■ **Work instructions**: Write the next part of the thermodynamics flashcards below, picking up after the last card shown.

--- Passage to read ---

# Thermodynamics Flashcards

## From the definition of the various state functions to the properties of complex thermodynamic systems and processes, use these cards to master the topic of thermodynamics as tested in most introductory undergrad chemistry courses and on the AP Chemistry exam.

1
Q

Define and give an example of:

a thermodynamic system

A

A thermodynamic system is a macroscopic body which is engaged in mass and/or energy exchange with its surroundings.

Ex: The classic example of a thermodynamic system is a piston filled with gas.

2
Q

Define and give an example of:

an open thermodynamic system

A

An open thermodynamic system can exchange both mass and energy with the environment.

Ex: A bottle of gas with no lid is an open thermodynamic system.

3
Q

Define and give an example of:

a closed thermodynamic system

A

A closed thermodynamic system cannot exchange mass with the environment, but can exchange energy.

Ex: A bottle of gas with the lid securely on is a closed thermodynamic system.

4
Q

Define and give an example of:

an isolated thermodynamic system

A

An isolated thermodynamic system can not exchange either energy or mass with the environment.

Ex: A closed, double-walled (insulated) container which is temperature-independent of its environment is an isolated system.

5
Q

Define “the surroundings” in a thermodynamic problem

A

The surroundings (also known as the environment) are everything capable of exchanging mass and/or energy with the system.

6
Q

Define:

a state function

A

A state function is any property of a thermodynamic system that depends only on comparing the characteristics of the system at that moment compared to a prior moment.

Since state functions are calculated based on current vs past properties only, their values do not depend on the path by which the current state was achieved; they are path-independent.

7
Q

If X is a state function, what is the change in X between a system’s values X1 and X2?

A

ΔX = X2 - X1

Since X is a state function, the path by which it gets from state 1 to 2 is irrelevant, the change in X depends only on the starting and finishing states.

8
Q

Define:

enthalpy, H

A

Enthalpy is a measure of the heat contained in a system.

Enthalpy’s absolute value cannot be directly measured, so the change in enthalpy’s value, ΔH, is measured instead.

9
Q

What are the properties of an exothermic reaction?

A

An exothermic reaction is any reaction whose products have a lower enthalpy than the reactants. Therefore, ΔH < 0, and heat is lost from the system to the environment.

(Exo = exit)

10
Q

What are the properties of an endothermic reaction?

A

An endothermic reaction is any reaction whose products have a higher enthalpy than the reactants. Therefore, ΔH > 0, and heat is absorbed by the system from the environment.

(Endo = into)

--- Recorded data ---

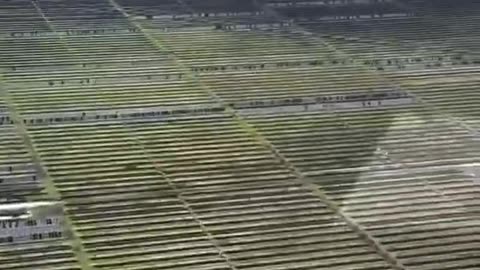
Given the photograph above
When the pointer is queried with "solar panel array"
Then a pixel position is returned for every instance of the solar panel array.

---

■ **Task response**:
11
Q

Define:

a material’s standard enthalpy of formation, ΔHof

A

The standard enthalpy of formation (ΔHof) is the enthalpy change of the formation reaction for the material from its fundamental elements under standard conditions.

Ex: The enthalpy of formation for NaCl is -411.12 kJ mol−1 and follows from the general equation:

12
Q

What is the standard enthalpy of formation, ΔHof, of oxygen gas, O2?

A

Zero.

By definition, the enthalpy of formation for any material in its standard state is zero.

13
Q

What are standard conditions?

A

Standard conditions for a reaction require that:

• Pressure = 1 atm
• Temperature = 25º C = 298 K
14
Q

If the chemical reaction

(1) 2A ⇒ C ΔH1

can be broken down into the sub-reactions

(2) 2A ⇒ B ΔH2
(3) B ⇒ C ΔH3

what does Hess’s Law tell you about the overall enthalpy change ΔH1?

A

ΔH1 = ΔH2 + ΔH3

Hess’s Law simply states that the enthalpy of a reaction can be calculated by adding together the enthalpies of a chain of sub-reactions which add up to the overall reaction.

Although most commonly applied to enthalpy, Hess’s Law applies to all state functions.

15
Q

What is the enthalpy change when 2 moles of CH4 are formed, according to the following reactions?

rxn1: 2H2(g)⇒4H(g)
ΔH1= -870 kJ/mol

rxn2: C(s) + 4H(g)⇒CH4(g)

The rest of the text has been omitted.